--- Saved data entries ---
■ ■ ■ ■
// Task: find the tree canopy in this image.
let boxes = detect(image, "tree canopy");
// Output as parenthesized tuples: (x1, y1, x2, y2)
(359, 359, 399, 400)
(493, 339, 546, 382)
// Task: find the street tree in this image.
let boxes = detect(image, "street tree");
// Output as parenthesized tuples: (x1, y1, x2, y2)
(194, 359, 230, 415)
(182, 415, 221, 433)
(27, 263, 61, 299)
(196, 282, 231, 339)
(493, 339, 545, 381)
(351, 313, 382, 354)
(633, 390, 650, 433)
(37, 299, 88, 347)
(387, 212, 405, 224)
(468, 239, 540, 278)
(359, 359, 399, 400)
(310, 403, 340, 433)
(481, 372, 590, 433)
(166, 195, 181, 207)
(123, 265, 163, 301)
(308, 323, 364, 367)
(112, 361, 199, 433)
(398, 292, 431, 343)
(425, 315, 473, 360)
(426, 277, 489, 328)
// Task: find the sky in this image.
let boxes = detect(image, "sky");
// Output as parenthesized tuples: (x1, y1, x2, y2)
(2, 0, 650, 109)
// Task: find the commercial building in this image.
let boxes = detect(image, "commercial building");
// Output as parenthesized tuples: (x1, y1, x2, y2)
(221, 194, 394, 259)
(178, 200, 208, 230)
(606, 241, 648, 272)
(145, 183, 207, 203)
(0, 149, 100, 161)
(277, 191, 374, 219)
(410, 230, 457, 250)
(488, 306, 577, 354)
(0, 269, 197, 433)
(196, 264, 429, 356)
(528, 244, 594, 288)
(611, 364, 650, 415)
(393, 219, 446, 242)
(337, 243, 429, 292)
■ ■ ■ ■
--- Exercise prompt ---
All lines above in which the word "this" occurs should be identified and copied.

--- Final answer ---
// Task: find the tree canopy in this image.
// Task: find the street tree in this image.
// Task: find the sky in this image.
// Task: find the commercial building in this image.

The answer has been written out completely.